# [MATERIAL SUPPLIED]
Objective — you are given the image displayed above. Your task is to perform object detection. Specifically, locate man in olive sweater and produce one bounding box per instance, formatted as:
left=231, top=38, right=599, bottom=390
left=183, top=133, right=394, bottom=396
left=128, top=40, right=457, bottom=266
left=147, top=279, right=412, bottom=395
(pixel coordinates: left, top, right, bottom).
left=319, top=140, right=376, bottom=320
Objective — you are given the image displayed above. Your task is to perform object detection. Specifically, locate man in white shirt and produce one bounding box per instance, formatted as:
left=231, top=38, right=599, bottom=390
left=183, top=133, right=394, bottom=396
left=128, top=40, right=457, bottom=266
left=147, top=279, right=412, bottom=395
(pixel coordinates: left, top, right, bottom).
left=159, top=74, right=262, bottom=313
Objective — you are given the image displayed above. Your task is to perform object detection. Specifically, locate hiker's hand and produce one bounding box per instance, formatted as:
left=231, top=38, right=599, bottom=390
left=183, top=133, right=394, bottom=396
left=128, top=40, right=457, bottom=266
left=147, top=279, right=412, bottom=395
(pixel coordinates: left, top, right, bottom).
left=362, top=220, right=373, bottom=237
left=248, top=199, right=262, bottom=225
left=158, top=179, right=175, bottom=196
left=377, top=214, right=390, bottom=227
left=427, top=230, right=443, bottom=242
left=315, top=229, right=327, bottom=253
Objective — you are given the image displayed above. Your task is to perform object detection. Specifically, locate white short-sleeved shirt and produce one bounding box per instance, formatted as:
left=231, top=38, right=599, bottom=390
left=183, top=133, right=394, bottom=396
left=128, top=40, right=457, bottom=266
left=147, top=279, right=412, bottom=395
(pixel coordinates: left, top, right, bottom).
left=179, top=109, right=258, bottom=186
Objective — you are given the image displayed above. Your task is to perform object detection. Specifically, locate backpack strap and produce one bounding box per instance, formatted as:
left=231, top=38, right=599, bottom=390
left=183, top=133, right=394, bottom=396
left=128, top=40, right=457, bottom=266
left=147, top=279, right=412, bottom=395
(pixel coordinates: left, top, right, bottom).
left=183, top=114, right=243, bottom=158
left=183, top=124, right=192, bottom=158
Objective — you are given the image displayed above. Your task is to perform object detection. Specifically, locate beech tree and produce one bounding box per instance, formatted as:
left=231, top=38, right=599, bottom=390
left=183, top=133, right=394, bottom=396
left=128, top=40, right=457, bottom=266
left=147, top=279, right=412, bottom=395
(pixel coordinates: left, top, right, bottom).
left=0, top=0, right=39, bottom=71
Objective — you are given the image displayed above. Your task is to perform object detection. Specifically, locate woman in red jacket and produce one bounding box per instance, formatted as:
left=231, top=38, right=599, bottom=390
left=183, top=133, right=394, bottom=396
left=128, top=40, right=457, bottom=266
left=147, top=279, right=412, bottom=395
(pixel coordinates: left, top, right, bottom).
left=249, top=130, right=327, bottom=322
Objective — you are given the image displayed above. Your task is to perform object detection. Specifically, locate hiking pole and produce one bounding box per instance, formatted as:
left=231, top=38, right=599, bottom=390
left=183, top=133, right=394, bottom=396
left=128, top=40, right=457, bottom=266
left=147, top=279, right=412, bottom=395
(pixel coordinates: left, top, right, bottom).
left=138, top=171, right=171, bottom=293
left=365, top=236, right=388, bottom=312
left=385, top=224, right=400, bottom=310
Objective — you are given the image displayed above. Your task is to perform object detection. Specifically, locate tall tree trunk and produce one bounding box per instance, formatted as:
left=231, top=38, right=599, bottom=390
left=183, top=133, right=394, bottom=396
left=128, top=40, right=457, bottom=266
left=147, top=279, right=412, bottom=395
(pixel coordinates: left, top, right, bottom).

# [TO DO]
Rewrite each line of all the entries above as a numbered list, omitting any blank lines.

# [WRITTEN SOLUTION]
1. Objective — you are given the image displayed above. Your task is to perform object detection. Specifically, locate man in olive sweater and produce one bounding box per instance, formatted as:
2. left=231, top=38, right=599, bottom=390
3. left=183, top=133, right=394, bottom=396
4. left=128, top=40, right=457, bottom=266
5. left=147, top=279, right=412, bottom=395
6. (pixel coordinates: left, top, right, bottom).
7. left=319, top=140, right=376, bottom=320
8. Objective — you are given the image displayed above. Your task is to perform object detection. Specifically, locate man in white shirt and produce one bounding box per instance, formatted as:
9. left=231, top=38, right=599, bottom=390
10. left=183, top=133, right=394, bottom=396
11. left=128, top=40, right=457, bottom=266
12. left=147, top=279, right=412, bottom=395
13. (pixel coordinates: left, top, right, bottom).
14. left=159, top=74, right=262, bottom=313
15. Objective — you are given the image displayed above. Your task is to perform object detection. Specifically, locate hiker's hand and produce one bounding box per instance, formatted as:
16. left=231, top=38, right=599, bottom=390
17. left=183, top=133, right=394, bottom=396
18. left=128, top=40, right=457, bottom=266
19. left=147, top=279, right=412, bottom=395
20. (pixel coordinates: left, top, right, bottom).
21. left=362, top=220, right=373, bottom=237
22. left=248, top=199, right=262, bottom=225
23. left=158, top=179, right=175, bottom=196
24. left=377, top=214, right=390, bottom=227
25. left=427, top=230, right=443, bottom=242
26. left=315, top=229, right=327, bottom=253
27. Objective — you are given the image displayed above. Your task is to perform object detection. Specifically, locate white short-sleeved shirt and produce one bounding box per instance, formatted as:
28. left=231, top=38, right=599, bottom=390
29. left=183, top=133, right=394, bottom=396
30. left=128, top=40, right=457, bottom=266
31. left=147, top=279, right=412, bottom=395
32. (pixel coordinates: left, top, right, bottom).
33. left=179, top=109, right=258, bottom=186
34. Objective — you are given the image displayed above. Your task is to perform object detection. Specifically, locate backpack strap and produce one bounding box per instance, formatted as:
35. left=231, top=38, right=599, bottom=390
36. left=183, top=133, right=394, bottom=396
37. left=128, top=40, right=457, bottom=266
38. left=147, top=279, right=412, bottom=395
39. (pixel coordinates: left, top, right, bottom).
40. left=183, top=114, right=243, bottom=158
41. left=183, top=124, right=192, bottom=158
42. Objective — you are given the image displayed above. Your task is to perform object detection. Specifically, locate beech tree and produce one bounding box per instance, formatted as:
43. left=231, top=38, right=599, bottom=390
44. left=183, top=133, right=394, bottom=396
45. left=128, top=40, right=457, bottom=266
46. left=147, top=279, right=412, bottom=395
47. (pixel coordinates: left, top, right, bottom).
48. left=0, top=0, right=39, bottom=71
49. Objective — you are given the image displayed above. Your task is to perform object detection. Specifically, locate woman in red jacket and produce one bounding box per instance, formatted as:
50. left=231, top=38, right=599, bottom=390
51. left=183, top=133, right=394, bottom=396
52. left=128, top=40, right=457, bottom=266
53. left=147, top=279, right=412, bottom=395
54. (pixel coordinates: left, top, right, bottom).
55. left=249, top=130, right=327, bottom=322
56. Objective — you are given the image displayed above. Your task is to perform object detection. Specifically, locate hiking pole and produce one bounding box per instance, formatted as:
57. left=231, top=38, right=599, bottom=390
58. left=183, top=133, right=394, bottom=396
59. left=128, top=40, right=457, bottom=266
60. left=147, top=279, right=412, bottom=395
61. (pixel coordinates: left, top, right, bottom).
62. left=138, top=171, right=171, bottom=293
63. left=365, top=236, right=388, bottom=312
64. left=385, top=224, right=400, bottom=310
65. Objective — you are given the image displayed above. Your task is to perform object detection. Specifically, locate tall tree trunk and produce one bounding box per instance, formatted as:
66. left=231, top=38, right=599, bottom=390
67. left=183, top=133, right=394, bottom=396
68. left=128, top=40, right=457, bottom=266
69. left=147, top=279, right=412, bottom=395
70. (pixel coordinates: left, top, right, bottom).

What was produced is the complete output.